Selected excerpt =>
By default, the list shows the top matters with the highest uninvoiced billable value for the selected time period.

How to read this chart

  1. Begin at the top of the list — these matters have the most revenue waiting to be billed.

  2. Review Unbilled Amount to understand financial impact.

  3. Check Oldest Unbilled Age (Days) to identify billing risk.

  4. Use Last Time Recorded to determine whether the matter is active or stalled.

Matters with both high unbilled value and high age should be prioritized for billing review.

Navigation and interaction

  • Click a Matter Name to open the Matter details.

  • Click a Client Name to open the Client profile.

From there, you can review time entries, prepare invoices, and coordinate billing follow-ups directly.

Personalizing this chart

You can control how many matters appear in the list:

  1. Click the three-dot (⋯) menu in the top-right corner of the chart.

  2. Select the number of matters to display (for example: Top 5, Top 10, or Top 20).
    This allows you to either focus on the highest-risk matters or review a broader set of pending billing items.

How to use this chart

  • Use it during weekly or monthly billing reviews

  • Assign follow-ups to billing staff or responsible timekeepers

  • Identify matters where billing is consistently delayed

  • Monitor whether large WIP balances are being cleared on time


6. Top X Utilized Timekeepers

This chart provides a firm-wide view of which timekeepers are using their available time most effectively. It measures how much of each user’s target workload is converting into billable work, helping leadership quickly see who is exceeding or falling short of expectations, whether work is evenly distributed across the team, and where staffing or capacity adjustments may be needed.

What you’re seeing at a glance

This is a ranked list of timekeepers, ordered by Utilization (%).
For each timekeeper, the chart shows:

  • Rank – position based on utilization

  • Timekeeper – user name

  • Utilization (%) – how efficiently their time converts into billable work.

    • Calculated as: Billable Hours ÷ Target Hours × 100

    • A value above 100% means the timekeeper exceeded their target

  • Billable Hours – Actual billable work logged in the selected period

  • Target Hours – billable target set for that timekeeper

Significant differences between billable hours and target hours may indicate workload imbalance.

Information provided =>
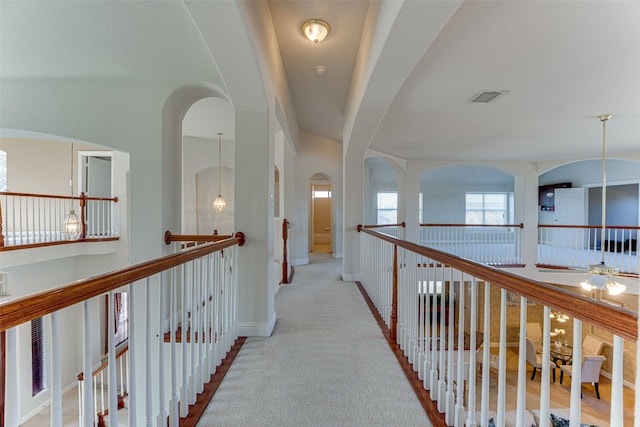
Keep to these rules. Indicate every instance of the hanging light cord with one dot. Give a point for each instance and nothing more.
(603, 118)
(71, 176)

Stated goal => Repeat the billing dashboard guide from "1. Click the" and going on through "or Top 20).", replacing "top-right corner" with "top-left corner".

Result =>
1. Click the three-dot (⋯) menu in the top-left corner of the chart.

  2. Select the number of matters to display (for example: Top 5, Top 10, or Top 20).